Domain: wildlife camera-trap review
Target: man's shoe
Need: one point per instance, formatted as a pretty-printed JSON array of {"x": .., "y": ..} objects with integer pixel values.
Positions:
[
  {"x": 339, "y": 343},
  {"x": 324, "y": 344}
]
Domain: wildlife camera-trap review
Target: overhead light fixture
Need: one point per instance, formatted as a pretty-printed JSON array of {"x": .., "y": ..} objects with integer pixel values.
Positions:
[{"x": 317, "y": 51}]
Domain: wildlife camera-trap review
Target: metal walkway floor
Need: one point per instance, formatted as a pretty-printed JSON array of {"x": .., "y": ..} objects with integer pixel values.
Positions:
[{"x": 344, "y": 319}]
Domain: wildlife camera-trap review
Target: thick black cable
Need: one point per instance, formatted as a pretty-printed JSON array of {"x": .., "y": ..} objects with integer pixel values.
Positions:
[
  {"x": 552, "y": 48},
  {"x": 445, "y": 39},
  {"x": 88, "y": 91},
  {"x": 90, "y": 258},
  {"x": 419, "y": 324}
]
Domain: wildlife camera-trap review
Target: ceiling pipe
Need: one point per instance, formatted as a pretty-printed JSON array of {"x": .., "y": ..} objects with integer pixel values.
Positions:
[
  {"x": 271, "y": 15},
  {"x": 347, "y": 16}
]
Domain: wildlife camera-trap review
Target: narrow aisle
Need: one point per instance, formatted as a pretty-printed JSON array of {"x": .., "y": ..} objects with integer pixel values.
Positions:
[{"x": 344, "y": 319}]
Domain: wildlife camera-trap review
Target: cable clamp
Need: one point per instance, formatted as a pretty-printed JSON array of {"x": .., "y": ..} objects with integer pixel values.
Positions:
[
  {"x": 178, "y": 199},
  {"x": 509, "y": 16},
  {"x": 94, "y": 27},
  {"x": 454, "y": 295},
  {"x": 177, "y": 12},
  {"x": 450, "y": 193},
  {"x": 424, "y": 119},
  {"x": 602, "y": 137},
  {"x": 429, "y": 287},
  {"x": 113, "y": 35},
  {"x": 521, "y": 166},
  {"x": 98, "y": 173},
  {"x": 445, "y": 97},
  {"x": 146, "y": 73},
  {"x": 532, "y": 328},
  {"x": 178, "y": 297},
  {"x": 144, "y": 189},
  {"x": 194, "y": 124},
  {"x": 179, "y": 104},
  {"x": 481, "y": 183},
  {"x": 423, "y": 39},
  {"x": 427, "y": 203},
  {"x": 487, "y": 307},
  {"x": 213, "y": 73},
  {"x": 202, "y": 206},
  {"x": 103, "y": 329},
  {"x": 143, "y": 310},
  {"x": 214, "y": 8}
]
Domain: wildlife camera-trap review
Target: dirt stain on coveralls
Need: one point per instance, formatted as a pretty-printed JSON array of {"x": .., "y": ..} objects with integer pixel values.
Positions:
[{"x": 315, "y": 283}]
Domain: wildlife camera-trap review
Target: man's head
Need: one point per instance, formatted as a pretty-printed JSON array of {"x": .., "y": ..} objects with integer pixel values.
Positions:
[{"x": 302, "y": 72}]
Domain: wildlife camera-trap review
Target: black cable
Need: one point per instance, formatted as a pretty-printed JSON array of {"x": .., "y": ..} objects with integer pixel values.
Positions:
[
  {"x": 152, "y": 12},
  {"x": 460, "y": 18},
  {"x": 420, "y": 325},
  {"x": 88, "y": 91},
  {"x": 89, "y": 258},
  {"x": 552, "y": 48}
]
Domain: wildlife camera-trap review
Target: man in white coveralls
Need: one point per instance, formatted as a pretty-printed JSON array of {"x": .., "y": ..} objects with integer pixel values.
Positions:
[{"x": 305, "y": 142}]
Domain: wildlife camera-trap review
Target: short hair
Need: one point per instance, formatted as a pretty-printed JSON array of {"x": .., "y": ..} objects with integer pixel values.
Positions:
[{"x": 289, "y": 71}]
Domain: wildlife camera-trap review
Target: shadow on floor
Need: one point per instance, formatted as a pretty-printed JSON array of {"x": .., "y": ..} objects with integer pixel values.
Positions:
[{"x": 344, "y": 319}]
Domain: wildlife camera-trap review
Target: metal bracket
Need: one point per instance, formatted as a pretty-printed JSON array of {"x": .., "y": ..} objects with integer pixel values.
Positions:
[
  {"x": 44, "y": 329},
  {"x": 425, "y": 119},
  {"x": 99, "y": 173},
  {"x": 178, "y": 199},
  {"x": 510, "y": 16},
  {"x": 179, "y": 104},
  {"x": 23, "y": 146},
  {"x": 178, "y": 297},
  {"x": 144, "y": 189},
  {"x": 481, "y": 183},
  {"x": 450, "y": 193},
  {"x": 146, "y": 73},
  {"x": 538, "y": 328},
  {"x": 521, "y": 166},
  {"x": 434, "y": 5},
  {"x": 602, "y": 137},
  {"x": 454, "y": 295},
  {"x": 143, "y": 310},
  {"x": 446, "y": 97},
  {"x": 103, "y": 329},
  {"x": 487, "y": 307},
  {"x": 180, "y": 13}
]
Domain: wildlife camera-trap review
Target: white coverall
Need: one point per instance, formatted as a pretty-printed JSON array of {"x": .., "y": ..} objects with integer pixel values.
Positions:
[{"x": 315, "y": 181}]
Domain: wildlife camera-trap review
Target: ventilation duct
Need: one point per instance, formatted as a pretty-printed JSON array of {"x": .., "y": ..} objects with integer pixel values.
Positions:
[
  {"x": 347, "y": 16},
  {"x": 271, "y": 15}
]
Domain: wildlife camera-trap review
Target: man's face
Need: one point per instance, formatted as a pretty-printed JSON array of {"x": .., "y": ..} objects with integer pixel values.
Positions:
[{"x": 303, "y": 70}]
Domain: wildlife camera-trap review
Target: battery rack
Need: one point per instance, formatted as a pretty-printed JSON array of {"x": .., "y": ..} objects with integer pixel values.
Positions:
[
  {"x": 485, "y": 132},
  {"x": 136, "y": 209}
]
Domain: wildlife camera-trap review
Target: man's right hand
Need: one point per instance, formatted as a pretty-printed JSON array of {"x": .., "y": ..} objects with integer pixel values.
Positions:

::::::::

Pull out every line of the data above that contains the word "metal", and list those lines in the order they appear.

● **In response**
Target: metal walkway floor
Target: metal bracket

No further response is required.